21 November 2008

Eye, Eye

I’m off down to Cannes with J today to get her eyes lasered. You’d have thought she could have got it done in a back street in Middleton when she was visiting Manchester last month but nope, I mean she’s only gone and picked a guy who’s ‘surgery’ is nicely located between Bulgari, Hermes and Louis Vuitton on the Cannes promenade.

In Cannes, the traffic is terrible as usual, exacerbated today by dozens of council trucks blocking the roads as they put up Xmas lights. Bah humbug! Parking the car is even worse as I cannot move for Porsches, Ferraris and Jags all vying for space outside their favourite designer shops. It’s strange. Just like Cap 3000 all the shop owners seem to recognise J and are shouting greetings to her!

I dropped J off in the middle of the road hoping she’d be mown down by a large truck so that I’d be spared the humungous bill which I know is coming my way but she managed to dodge them nicely – nothing wrong with her eyes! I went off to find a parking space. After a couple of circuits of the Cannes backstreets, I finally found a place on the seafront not far from the convention centre which is so absolutely lucky I cannot believe it. You could tour the 5 miles of Cannes seafront for a whole year and never see a space and yet, here’s one just outside Monsieur Laserleseyes.

_EXTRACTED RECORDS_.
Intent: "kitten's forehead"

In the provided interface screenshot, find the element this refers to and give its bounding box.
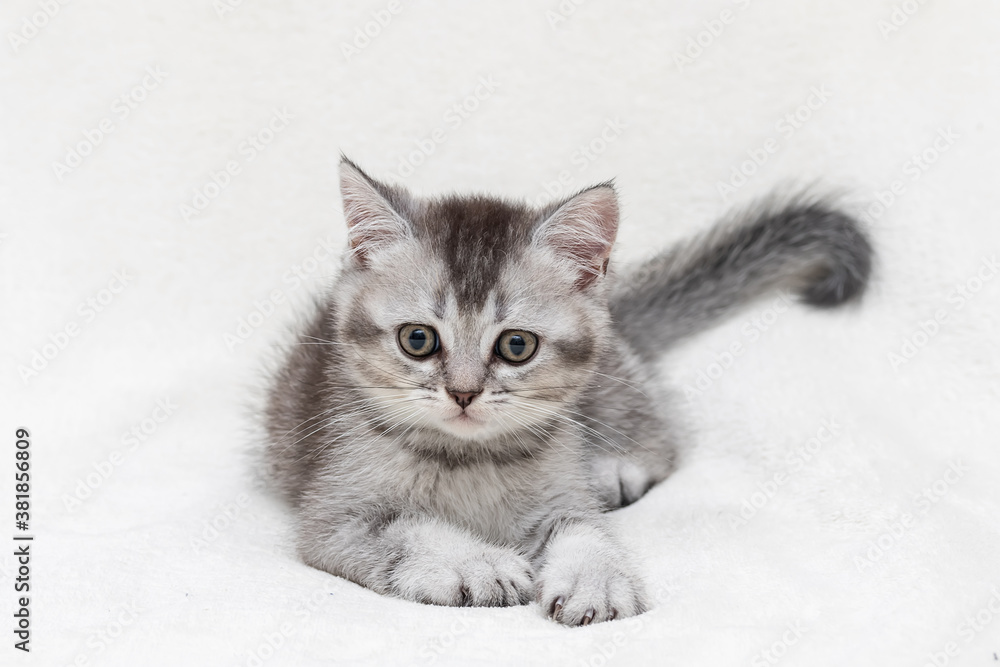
[412,197,539,312]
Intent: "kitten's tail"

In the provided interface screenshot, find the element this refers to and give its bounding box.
[611,197,873,359]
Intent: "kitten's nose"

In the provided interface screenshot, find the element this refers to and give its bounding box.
[448,389,483,410]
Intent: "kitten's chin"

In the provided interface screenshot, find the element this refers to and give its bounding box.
[438,411,500,440]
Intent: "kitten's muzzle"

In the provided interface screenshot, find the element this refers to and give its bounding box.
[447,389,483,410]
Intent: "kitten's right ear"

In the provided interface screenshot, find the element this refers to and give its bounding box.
[340,157,411,266]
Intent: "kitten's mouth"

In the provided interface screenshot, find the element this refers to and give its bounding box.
[445,410,484,426]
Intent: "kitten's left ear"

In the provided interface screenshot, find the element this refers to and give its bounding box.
[340,157,411,266]
[534,183,618,289]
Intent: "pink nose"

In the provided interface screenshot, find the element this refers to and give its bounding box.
[448,389,482,410]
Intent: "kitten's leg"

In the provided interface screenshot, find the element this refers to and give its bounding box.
[571,349,679,510]
[535,509,646,625]
[590,454,657,510]
[300,507,534,607]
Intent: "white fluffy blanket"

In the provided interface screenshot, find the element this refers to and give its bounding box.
[0,0,1000,667]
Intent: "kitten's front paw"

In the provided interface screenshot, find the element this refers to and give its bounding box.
[392,546,535,607]
[537,552,646,625]
[591,455,656,510]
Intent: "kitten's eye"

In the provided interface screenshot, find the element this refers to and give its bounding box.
[397,324,438,357]
[497,330,538,364]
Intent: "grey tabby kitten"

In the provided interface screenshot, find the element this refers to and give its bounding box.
[266,159,872,625]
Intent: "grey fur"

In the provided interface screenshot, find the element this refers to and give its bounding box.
[266,159,871,625]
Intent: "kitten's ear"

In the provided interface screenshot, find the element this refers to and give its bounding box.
[340,157,411,265]
[535,183,618,289]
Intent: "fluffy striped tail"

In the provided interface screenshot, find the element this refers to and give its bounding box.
[611,198,873,359]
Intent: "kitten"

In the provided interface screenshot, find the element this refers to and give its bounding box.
[266,158,872,625]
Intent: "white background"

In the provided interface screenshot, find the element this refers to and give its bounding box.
[0,0,1000,666]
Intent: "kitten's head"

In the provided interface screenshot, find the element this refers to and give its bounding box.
[333,159,618,456]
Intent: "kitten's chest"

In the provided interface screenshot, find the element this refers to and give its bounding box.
[396,460,544,542]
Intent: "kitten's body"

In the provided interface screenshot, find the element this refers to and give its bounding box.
[267,162,870,624]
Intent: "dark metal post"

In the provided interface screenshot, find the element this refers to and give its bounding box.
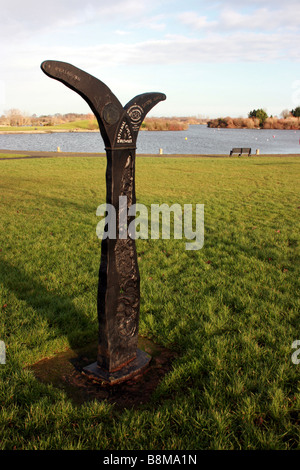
[41,61,166,384]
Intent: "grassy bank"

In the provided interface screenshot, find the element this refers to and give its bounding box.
[0,156,300,450]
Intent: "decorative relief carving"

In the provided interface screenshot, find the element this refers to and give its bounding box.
[115,155,139,337]
[127,104,144,131]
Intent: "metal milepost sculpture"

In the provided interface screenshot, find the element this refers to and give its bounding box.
[41,60,166,384]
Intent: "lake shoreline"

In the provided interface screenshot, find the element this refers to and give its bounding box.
[0,149,300,160]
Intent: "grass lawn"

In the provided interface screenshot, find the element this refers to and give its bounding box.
[0,156,300,450]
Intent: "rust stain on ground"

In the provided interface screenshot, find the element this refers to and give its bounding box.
[29,337,178,409]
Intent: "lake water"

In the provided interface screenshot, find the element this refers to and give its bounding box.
[0,125,300,155]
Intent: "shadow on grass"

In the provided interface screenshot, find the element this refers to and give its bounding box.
[0,259,97,348]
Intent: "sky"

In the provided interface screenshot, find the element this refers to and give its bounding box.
[0,0,300,118]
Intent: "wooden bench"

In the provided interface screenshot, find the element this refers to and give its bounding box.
[229,148,251,157]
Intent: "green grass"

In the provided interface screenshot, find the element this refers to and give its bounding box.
[0,157,300,450]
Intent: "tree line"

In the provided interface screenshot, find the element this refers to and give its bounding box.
[207,106,300,130]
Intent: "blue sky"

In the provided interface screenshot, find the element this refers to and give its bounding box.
[0,0,300,117]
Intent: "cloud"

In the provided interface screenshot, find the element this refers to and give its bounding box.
[0,0,148,43]
[178,0,300,32]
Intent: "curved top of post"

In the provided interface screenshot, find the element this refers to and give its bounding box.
[41,60,166,148]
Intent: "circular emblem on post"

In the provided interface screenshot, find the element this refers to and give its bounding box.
[127,104,143,124]
[103,103,120,124]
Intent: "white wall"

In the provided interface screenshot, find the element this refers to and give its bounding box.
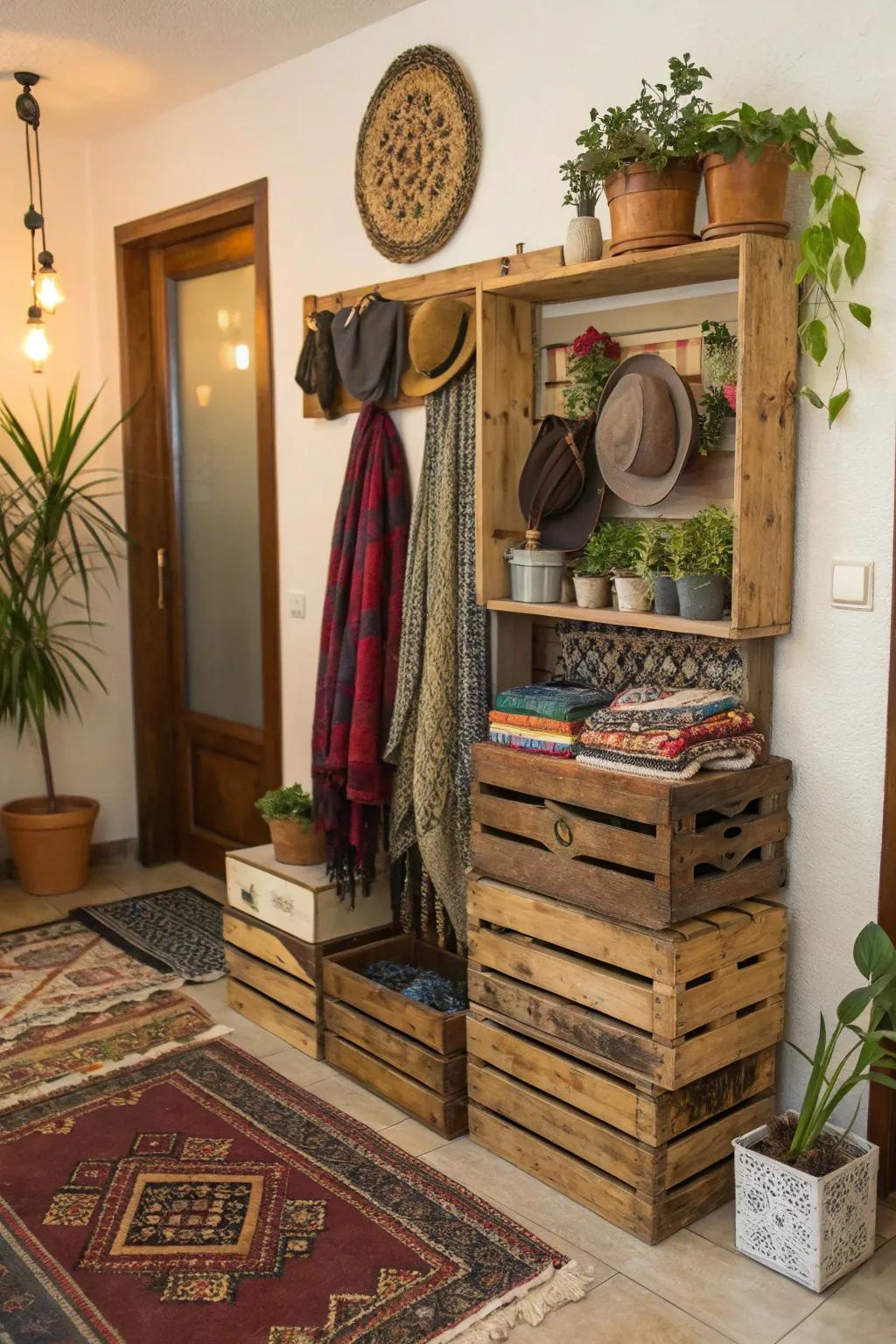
[0,126,136,855]
[54,0,896,1117]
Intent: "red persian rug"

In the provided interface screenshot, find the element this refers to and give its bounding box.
[0,1041,588,1344]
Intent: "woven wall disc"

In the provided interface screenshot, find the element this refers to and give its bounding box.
[354,47,481,261]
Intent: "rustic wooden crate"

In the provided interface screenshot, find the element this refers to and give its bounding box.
[472,743,791,928]
[324,934,467,1138]
[469,876,788,1088]
[224,910,383,1059]
[467,1011,775,1242]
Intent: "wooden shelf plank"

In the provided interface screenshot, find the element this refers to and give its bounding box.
[482,238,741,304]
[485,597,790,640]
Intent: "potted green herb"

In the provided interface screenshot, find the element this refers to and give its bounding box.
[256,783,326,864]
[669,504,733,621]
[577,52,712,256]
[560,158,603,266]
[703,103,872,424]
[733,923,896,1293]
[0,379,125,897]
[563,326,622,419]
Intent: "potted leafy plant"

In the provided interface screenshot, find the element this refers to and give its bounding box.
[577,52,712,256]
[563,326,622,419]
[256,783,326,864]
[701,102,872,424]
[560,158,603,266]
[669,504,735,621]
[637,517,678,615]
[0,379,125,897]
[733,923,896,1293]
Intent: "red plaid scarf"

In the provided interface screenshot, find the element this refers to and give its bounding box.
[312,403,410,897]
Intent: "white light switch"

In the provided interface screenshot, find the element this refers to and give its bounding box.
[830,561,874,612]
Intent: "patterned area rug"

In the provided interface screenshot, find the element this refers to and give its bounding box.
[0,1041,588,1344]
[0,993,231,1111]
[74,887,227,983]
[0,920,184,1040]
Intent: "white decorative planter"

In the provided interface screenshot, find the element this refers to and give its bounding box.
[733,1125,878,1293]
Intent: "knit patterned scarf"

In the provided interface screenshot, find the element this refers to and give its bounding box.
[312,404,410,900]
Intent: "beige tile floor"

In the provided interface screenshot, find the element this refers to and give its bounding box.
[0,860,896,1344]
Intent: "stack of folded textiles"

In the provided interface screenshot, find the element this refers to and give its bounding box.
[489,682,610,757]
[575,685,766,780]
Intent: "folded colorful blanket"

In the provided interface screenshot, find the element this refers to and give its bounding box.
[494,682,612,720]
[489,710,584,738]
[575,732,766,780]
[585,687,743,732]
[489,727,575,758]
[579,710,755,760]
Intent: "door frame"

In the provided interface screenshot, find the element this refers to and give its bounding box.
[114,178,282,864]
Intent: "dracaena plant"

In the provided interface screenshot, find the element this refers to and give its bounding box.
[788,923,896,1163]
[0,379,126,812]
[701,102,872,424]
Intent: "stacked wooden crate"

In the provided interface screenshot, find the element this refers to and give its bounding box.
[224,845,392,1059]
[467,745,790,1242]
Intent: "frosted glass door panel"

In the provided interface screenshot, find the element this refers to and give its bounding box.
[168,265,262,727]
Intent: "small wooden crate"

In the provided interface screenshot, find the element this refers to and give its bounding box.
[472,743,790,928]
[469,876,788,1088]
[324,934,466,1138]
[467,1010,775,1242]
[224,910,384,1059]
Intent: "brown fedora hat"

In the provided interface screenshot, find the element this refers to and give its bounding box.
[520,416,603,551]
[402,298,475,396]
[597,354,700,506]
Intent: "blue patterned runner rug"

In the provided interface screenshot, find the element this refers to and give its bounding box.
[73,887,227,981]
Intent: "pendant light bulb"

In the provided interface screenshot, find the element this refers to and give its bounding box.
[22,304,52,374]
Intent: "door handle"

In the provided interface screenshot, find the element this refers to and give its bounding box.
[156,546,168,612]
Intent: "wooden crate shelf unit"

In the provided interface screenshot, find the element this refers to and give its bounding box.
[472,743,791,928]
[324,934,467,1138]
[467,875,788,1090]
[467,1010,775,1242]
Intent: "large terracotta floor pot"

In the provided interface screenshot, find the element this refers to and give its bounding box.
[0,793,100,897]
[603,158,700,256]
[701,145,793,239]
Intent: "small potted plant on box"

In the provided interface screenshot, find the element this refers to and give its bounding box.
[577,52,712,256]
[572,519,623,606]
[563,326,622,419]
[560,158,603,266]
[700,102,872,424]
[669,504,735,621]
[733,923,896,1293]
[0,379,125,897]
[256,783,326,864]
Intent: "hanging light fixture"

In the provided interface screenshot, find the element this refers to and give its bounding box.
[15,70,65,374]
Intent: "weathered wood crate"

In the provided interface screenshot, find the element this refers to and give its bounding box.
[467,875,788,1088]
[472,743,791,928]
[467,1008,775,1243]
[324,934,467,1138]
[224,910,386,1059]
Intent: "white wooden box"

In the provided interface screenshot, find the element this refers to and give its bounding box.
[227,844,392,942]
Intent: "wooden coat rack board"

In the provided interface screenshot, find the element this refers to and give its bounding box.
[302,243,563,419]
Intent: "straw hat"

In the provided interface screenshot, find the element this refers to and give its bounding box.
[597,354,700,506]
[402,298,475,396]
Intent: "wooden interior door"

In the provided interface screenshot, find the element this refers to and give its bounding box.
[120,184,281,873]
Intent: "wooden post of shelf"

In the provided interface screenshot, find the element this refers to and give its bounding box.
[731,234,799,634]
[475,285,535,605]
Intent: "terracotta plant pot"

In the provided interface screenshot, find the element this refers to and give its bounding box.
[700,145,793,239]
[0,793,100,897]
[603,158,700,256]
[268,817,326,867]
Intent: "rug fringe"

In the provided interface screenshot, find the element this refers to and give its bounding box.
[431,1261,594,1344]
[0,1023,234,1112]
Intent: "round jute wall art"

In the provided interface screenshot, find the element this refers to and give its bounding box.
[354,47,481,261]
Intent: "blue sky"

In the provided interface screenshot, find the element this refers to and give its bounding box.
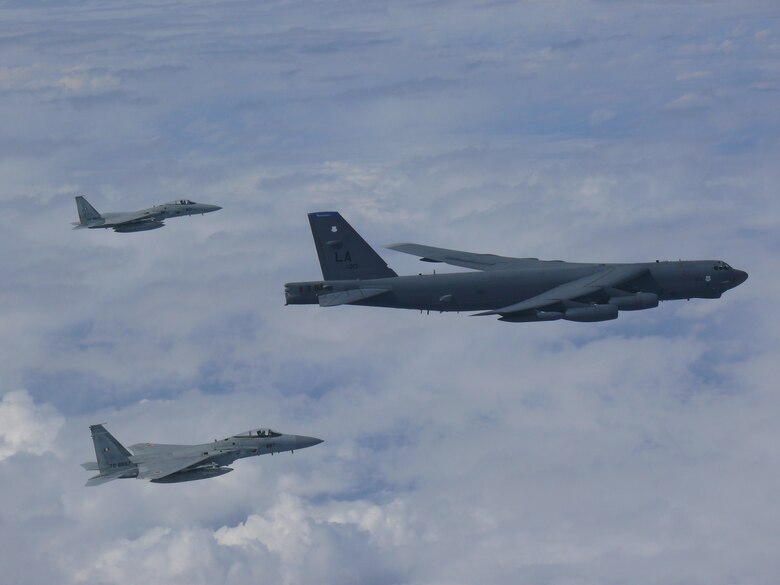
[0,0,780,585]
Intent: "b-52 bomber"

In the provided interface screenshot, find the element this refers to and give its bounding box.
[284,211,748,323]
[73,195,222,233]
[81,425,322,486]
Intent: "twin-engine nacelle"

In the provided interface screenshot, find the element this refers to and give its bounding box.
[500,292,658,323]
[609,293,658,311]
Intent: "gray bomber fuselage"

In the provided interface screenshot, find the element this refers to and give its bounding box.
[285,260,747,311]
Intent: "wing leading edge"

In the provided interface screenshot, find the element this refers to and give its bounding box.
[138,455,211,480]
[474,265,647,316]
[385,243,539,270]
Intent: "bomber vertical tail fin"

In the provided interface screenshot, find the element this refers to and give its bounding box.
[76,195,103,225]
[309,211,398,280]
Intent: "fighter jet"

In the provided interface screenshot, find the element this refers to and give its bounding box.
[81,425,322,486]
[284,211,748,323]
[73,195,222,233]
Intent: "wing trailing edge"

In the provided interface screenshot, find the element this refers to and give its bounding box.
[317,288,388,307]
[385,243,539,270]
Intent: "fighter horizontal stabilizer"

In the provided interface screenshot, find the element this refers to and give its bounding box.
[474,265,647,317]
[317,288,388,307]
[385,243,539,270]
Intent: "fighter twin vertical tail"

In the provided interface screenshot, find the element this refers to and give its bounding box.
[309,211,398,280]
[76,195,103,224]
[84,425,136,486]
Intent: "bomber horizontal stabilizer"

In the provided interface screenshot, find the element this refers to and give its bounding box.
[317,288,388,307]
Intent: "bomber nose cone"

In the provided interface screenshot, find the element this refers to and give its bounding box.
[295,435,322,449]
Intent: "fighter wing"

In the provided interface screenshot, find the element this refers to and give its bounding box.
[138,455,211,479]
[476,265,647,316]
[128,443,189,457]
[385,243,539,270]
[82,464,136,487]
[103,210,158,226]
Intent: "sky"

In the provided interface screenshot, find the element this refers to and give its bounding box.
[0,0,780,585]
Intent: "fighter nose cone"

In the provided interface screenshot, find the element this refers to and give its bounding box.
[295,435,322,449]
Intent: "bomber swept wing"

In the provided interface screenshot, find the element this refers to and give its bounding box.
[475,265,647,316]
[385,243,540,270]
[317,288,388,307]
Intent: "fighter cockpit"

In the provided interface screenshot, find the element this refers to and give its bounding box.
[233,429,282,439]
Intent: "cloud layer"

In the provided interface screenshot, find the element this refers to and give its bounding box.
[0,0,780,585]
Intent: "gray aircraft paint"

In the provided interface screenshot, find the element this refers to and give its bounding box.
[81,425,322,486]
[285,211,748,322]
[73,195,222,233]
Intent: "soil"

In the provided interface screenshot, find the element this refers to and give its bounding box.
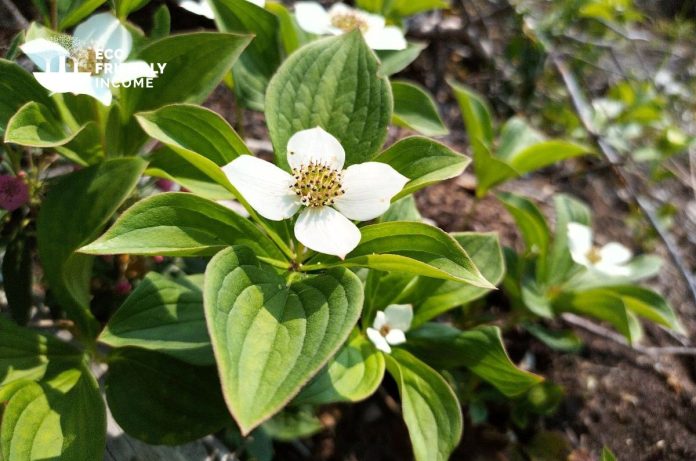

_TASK PROMPT_. In the blog entry about the trip to Cannes, what were the council trucks doing while they blocked the roads? You won't need the records.

_SOLUTION FOR THIS PROBLEM_. They were putting up Xmas lights.